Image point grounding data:
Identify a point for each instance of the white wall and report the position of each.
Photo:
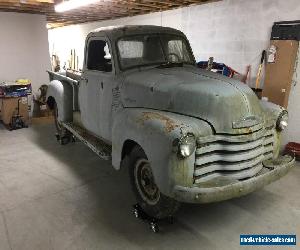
(233, 31)
(24, 49)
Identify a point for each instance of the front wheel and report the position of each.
(148, 195)
(63, 136)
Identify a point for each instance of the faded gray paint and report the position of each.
(154, 107)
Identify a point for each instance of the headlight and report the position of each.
(187, 145)
(282, 121)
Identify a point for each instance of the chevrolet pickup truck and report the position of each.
(185, 134)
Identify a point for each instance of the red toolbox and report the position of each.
(293, 148)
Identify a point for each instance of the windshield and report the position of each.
(144, 50)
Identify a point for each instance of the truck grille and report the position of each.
(234, 156)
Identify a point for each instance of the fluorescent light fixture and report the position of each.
(73, 4)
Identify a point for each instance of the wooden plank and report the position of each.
(104, 10)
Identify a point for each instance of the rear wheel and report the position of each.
(147, 193)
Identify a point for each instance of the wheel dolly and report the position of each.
(153, 222)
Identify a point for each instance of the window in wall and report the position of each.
(99, 57)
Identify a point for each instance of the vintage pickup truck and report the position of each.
(185, 134)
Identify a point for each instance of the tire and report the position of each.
(148, 196)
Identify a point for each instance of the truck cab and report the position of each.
(185, 134)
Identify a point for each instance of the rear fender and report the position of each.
(62, 93)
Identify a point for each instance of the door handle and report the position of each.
(82, 79)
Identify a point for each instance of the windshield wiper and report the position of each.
(170, 64)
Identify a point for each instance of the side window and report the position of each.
(99, 57)
(178, 49)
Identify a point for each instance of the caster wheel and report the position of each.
(64, 140)
(170, 220)
(57, 137)
(154, 227)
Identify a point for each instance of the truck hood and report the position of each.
(228, 105)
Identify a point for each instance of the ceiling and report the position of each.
(104, 10)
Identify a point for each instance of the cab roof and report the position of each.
(115, 32)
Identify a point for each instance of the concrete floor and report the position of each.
(65, 197)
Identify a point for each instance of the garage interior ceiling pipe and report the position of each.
(73, 4)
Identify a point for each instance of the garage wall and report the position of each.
(24, 48)
(233, 31)
(293, 132)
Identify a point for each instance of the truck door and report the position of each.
(95, 91)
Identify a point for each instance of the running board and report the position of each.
(101, 148)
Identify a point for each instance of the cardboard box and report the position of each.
(279, 74)
(10, 106)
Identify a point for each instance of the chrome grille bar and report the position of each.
(234, 156)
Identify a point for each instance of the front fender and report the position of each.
(62, 93)
(155, 131)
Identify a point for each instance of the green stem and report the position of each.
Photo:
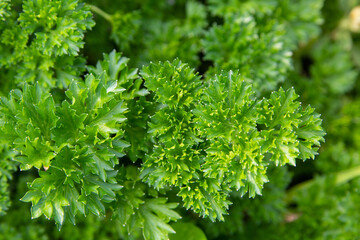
(340, 178)
(100, 12)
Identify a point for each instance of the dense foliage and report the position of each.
(179, 119)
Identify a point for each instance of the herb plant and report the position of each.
(178, 119)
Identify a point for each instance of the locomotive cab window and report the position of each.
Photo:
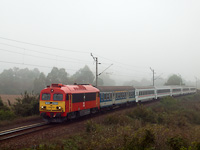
(58, 97)
(46, 96)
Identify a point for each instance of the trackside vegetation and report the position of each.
(170, 124)
(26, 105)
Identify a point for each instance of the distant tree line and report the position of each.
(16, 81)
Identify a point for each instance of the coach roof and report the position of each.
(115, 88)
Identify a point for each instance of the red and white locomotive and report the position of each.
(59, 102)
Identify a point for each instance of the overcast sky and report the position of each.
(133, 35)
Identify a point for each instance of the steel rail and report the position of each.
(15, 130)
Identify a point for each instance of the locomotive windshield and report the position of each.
(46, 96)
(58, 97)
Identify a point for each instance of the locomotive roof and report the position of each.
(115, 88)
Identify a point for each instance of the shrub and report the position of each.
(27, 105)
(6, 115)
(176, 143)
(92, 126)
(144, 114)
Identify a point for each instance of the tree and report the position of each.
(174, 80)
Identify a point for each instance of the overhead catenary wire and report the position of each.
(44, 46)
(128, 66)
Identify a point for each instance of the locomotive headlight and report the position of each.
(59, 107)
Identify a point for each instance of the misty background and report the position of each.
(132, 35)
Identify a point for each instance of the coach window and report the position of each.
(67, 97)
(58, 97)
(46, 96)
(110, 95)
(104, 96)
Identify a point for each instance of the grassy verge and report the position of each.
(173, 123)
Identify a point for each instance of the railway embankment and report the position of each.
(171, 123)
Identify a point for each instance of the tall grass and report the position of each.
(173, 124)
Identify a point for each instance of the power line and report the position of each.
(42, 45)
(36, 56)
(35, 65)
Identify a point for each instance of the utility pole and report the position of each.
(153, 75)
(96, 59)
(196, 81)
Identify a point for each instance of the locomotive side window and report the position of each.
(90, 96)
(77, 98)
(46, 96)
(67, 97)
(58, 97)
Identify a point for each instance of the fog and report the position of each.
(130, 34)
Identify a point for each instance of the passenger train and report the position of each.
(60, 102)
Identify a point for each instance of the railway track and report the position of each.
(19, 131)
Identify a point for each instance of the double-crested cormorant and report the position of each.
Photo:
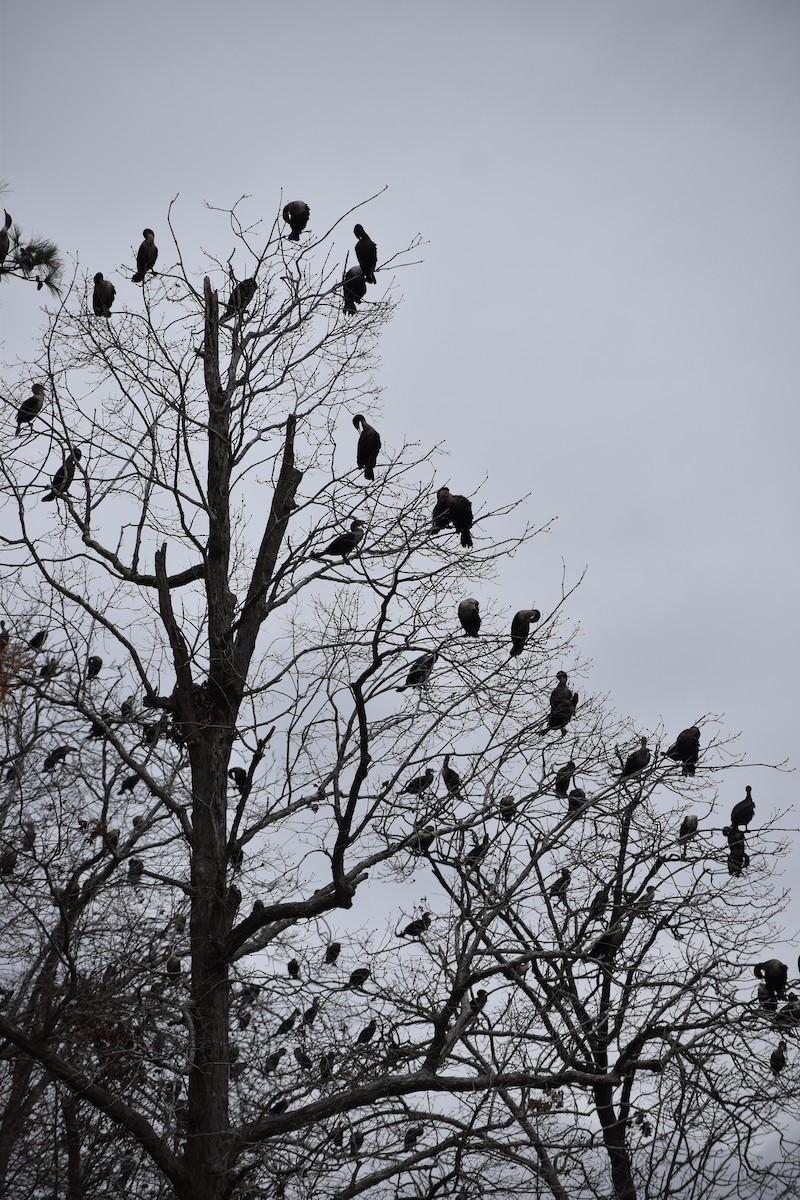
(366, 454)
(346, 544)
(745, 810)
(30, 408)
(469, 617)
(102, 298)
(296, 214)
(636, 761)
(145, 257)
(240, 297)
(521, 625)
(354, 287)
(686, 749)
(367, 253)
(62, 478)
(455, 510)
(419, 785)
(420, 671)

> [Goal of the exercise] Every entry must be retyped exactly, with the pictures removed.

> [Answer for the task]
Identify a point for each instance of the white wall and report the position of each.
Photo:
(233, 31)
(24, 49)
Identify a point for each instance of the front wheel and report the position of each.
(148, 195)
(63, 136)
Identify a point for each instance of the faded gray paint and report the position of each.
(154, 107)
Identify a point for each instance of the headlight and report the position of each.
(187, 145)
(282, 121)
Identify a point for each instance of the chevrolet pickup truck and report the position of each.
(185, 134)
Identify a point for each instance of the red toolbox and report the position of each.
(293, 148)
Identify a point for each instance of the windshield and report the position of each.
(144, 50)
Identify a point for each instance of the truck grille and report the position of each.
(234, 156)
Identify a point for each instance of the fluorescent light fixture and report the position of each.
(73, 4)
Identify a point for each instance of the wooden plank and report the position of each.
(104, 10)
Identify a point for each instance of the rear wheel and report the position of each.
(147, 193)
Identify a point for each instance of the wheel dolly and report the position of each.
(153, 222)
Identify a point for each instance of the window in wall and report the position of each.
(99, 57)
Identify a point for each instance of the vintage pickup truck and report the position of each.
(185, 134)
Identify a point for each instance of the tire and report the position of each.
(148, 196)
Identify a point for each instance of the truck cab and report the position of each.
(185, 134)
Identify a point for each instance of the rear fender and report the position of each.
(62, 93)
Identify a point for each instance of the door handle and report the position of each.
(82, 79)
Identify a point for each instance of the windshield wiper and report the position of each.
(170, 64)
Identify a point for each instance of the side window and report the position of each.
(99, 57)
(178, 49)
Identify a point for each instance of the caster wheel and report the position of each.
(64, 140)
(170, 220)
(57, 137)
(154, 227)
Identify a point for each instance of the truck hood and report the position of each.
(228, 105)
Identify a point for each instance of the ceiling and report the position of each.
(104, 10)
Identify a point for each instance of the cab roof and report the position of each.
(115, 32)
Identify a point for each instance of the concrete floor and report the position of each.
(65, 197)
Identify a point for each instance of the garage interior ceiling pipe and report the position of each.
(73, 4)
Identify a point for each instance of the garage wall and report the position of each.
(24, 48)
(233, 31)
(293, 132)
Identify a point for each instance of the truck door and report the position of each.
(95, 91)
Identify a point for each instance of the running board and report the position of each.
(101, 148)
Identify a point for each instance of the cardboard box and report the position of each.
(279, 74)
(10, 106)
Identify a point for each instance of the chrome grille bar and report the position of each.
(234, 156)
Identify a point for each instance of the front fender and report the position of each.
(62, 93)
(155, 131)
Identify a point for each instance of the green stem and report the position of each.
Photo:
(340, 178)
(100, 12)
Identify a point for each instance of the dense foliage and report the position of each.
(179, 119)
Identify a point for each instance of the herb plant and report the position of each.
(178, 119)
Identify a point for each instance of the locomotive cab window and report the position of each.
Photo:
(58, 97)
(46, 96)
Identify a point for each instance of the trackside vegetation and report the position of each.
(170, 124)
(26, 105)
Identify a point for each instance of the distant tree line and report the position of each.
(16, 81)
Identify a point for each instance of the coach roof and report the position of each.
(115, 88)
Identify a point for each instance of the red and white locomotive and report the position of each.
(59, 102)
Identify a point for each instance of the overcast sky and report the position of each.
(133, 35)
Identify a point for each instance of the steel rail and report the position of each.
(15, 130)
Identify a point for each instance of the locomotive windshield and report the position of each.
(46, 96)
(58, 97)
Identify a point for each instance of the locomotive roof and report the position of each.
(115, 88)
Identify a point for each instance of the shrub and report the position of each.
(27, 105)
(6, 115)
(176, 143)
(92, 126)
(144, 114)
Identify a point for each instance of the tree and report the position of each.
(174, 80)
Identify a point for each instance of the overhead catenary wire and report the position of each.
(44, 46)
(128, 66)
Identify a point for each instance of the locomotive headlight and report the position of each.
(59, 107)
Identify a point for each instance of the misty background and report the position of each.
(132, 35)
Identify a point for each instance of the coach window and report the position of each.
(67, 97)
(58, 97)
(46, 96)
(110, 95)
(104, 96)
Identify a point for each instance of the grassy verge and report the position of each.
(173, 123)
Identify a point for each instance of the railway embankment and report the position of each.
(171, 123)
Identify a point for each instance of the tall grass and report the position of each.
(173, 124)
Identify a point for each instance of the power line and report the position of each.
(42, 45)
(36, 56)
(35, 65)
Identify a point for each instance of the utility pole and report the position of each.
(153, 75)
(96, 59)
(196, 81)
Identify a point for each instance of the locomotive side window and report the position of each.
(90, 96)
(77, 98)
(46, 96)
(67, 97)
(58, 97)
Identify a point for each instance of the fog and report the position of each.
(130, 34)
Identify a point for each instance of the passenger train and report the position of each.
(60, 102)
Identify a point for each instance of the railway track and report the position of each.
(19, 131)
Identify a point for each instance of the double-crested cormorant and report the position of each.
Photo:
(366, 454)
(346, 544)
(745, 810)
(30, 408)
(469, 617)
(102, 298)
(296, 214)
(636, 761)
(145, 257)
(240, 297)
(521, 625)
(354, 287)
(686, 749)
(367, 253)
(62, 478)
(455, 510)
(419, 785)
(420, 671)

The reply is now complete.